DIRECTIVE A — Retype part of the court opinion exactly, beginning at the words "November 18, 1982" and stopping after the words "the material facts.".

United States District Court, N.D. Illinois, E.D
Nov 18, 1982
551 F. Supp. 397 (N.D. Ill. 1982)


No. 82 CR 256.

November 18, 1982

Joseph H. Hartzler, Asst. U.S. Atty., Chicago, Ill., for plaintiff.

James P. Tatooles, Chicago, Ill., for defendant.


This is a motion to suppress evidence seized from a suitcase which defendant was carrying near a baggage retrieval area at O'Hare International Airport in Chicago. The issue presented is whether he was subjected to an unreasonable search when his suitcase was opened after he was stopped at the airport by government narcotic agents. Evidence consisting of defendant's testimony and that of three government witnesses has been heard, the testimonial conflicts have been resolved, and the court finds that the following are the material facts.


Chicago police officer Rosemary Bursinski, at the time in question, was assigned to the narcotics detail at O'Hare International Airport. One of her duties was to monitor incoming flights in the attempt to identify drug couriers. As a part of her assignment, she ordinarily stood in an airport concourse and observed people deplane from flights that originated in cities which have come to be known as source cities for drugs brought into and distributed within the United States. If a deplaning passenger becomes suspect, Officer Burzinski will maintain additional surveillance and sometimes stop and question that person about illicit drugs. Whenever an encounter uncovers any drugs, then an arrest and seizure will occur. Officer Burzinski has worked at O'Hare for two and one-half years, has participated in about 200 encounters, and has been involved in about 50-75 seizures. One of her co-workers was Robert Fulkerson who was also assigned to O'Hare Airport as a special agent with the United States Department of Justice as part of a Task Force to detect drug couriers. In the last two and one-half years assigned to the airport, he has participated in four to five encounters per week, and in approximately 100 arrests.

On April 12, 1982, at about 3:20 p.m., defendant Jose Cantero arrived at O'Hare on United Air Lines Flight 111 from Miami, Florida, a noted source city for cocaine. He was traveling alone in the first class section; and was the first passenger to leave the plane. When he reached the passenger concourse, he was seen by Officer Burzinski. She had never seen him before; did not know him, nor did she have any information from anyone concerning him. Nonetheless, she decided to follow Cantero as he proceeded toward the baggage retrieval area in the lower level, meeting Agent Fulkerson on the way. The two agents rode down the escalator and noticed that Cantero looked back, making eye contact with one of them. They heard him ask a skycap where the international terminal parking lot was located. This inquiry led the two agents to conclude that, because of the high cost of parking, Cantero must have been away from Chicago only a few days. The agents kept him under surveillance, and observed that he went to the baggage retrieval rack, picked up a red Samsonite suitcase, and began walking toward the automatic door.

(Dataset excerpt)
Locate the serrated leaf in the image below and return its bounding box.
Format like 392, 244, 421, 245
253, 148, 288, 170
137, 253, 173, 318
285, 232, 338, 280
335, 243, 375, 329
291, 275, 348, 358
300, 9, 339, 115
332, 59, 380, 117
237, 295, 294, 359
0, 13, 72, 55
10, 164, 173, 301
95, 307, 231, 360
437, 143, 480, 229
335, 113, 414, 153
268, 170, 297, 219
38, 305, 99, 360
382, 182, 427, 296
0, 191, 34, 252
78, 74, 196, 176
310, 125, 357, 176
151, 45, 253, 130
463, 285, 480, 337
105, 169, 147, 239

DIRECTIVE B — Echo the listing exactly, beginning at its first line and stopping after the line that contains "0, 13, 72, 55".

FULL SOLUTION A —
November 18, 1982

Joseph H. Hartzler, Asst. U.S. Atty., Chicago, Ill., for plaintiff.

James P. Tatooles, Chicago, Ill., for defendant.


This is a motion to suppress evidence seized from a suitcase which defendant was carrying near a baggage retrieval area at O'Hare International Airport in Chicago. The issue presented is whether he was subjected to an unreasonable search when his suitcase was opened after he was stopped at the airport by government narcotic agents. Evidence consisting of defendant's testimony and that of three government witnesses has been heard, the testimonial conflicts have been resolved, and the court finds that the following are the material facts.

FULL SOLUTION B —
Locate the serrated leaf in the image below and return its bounding box.
Format like 392, 244, 421, 245
253, 148, 288, 170
137, 253, 173, 318
285, 232, 338, 280
335, 243, 375, 329
291, 275, 348, 358
300, 9, 339, 115
332, 59, 380, 117
237, 295, 294, 359
0, 13, 72, 55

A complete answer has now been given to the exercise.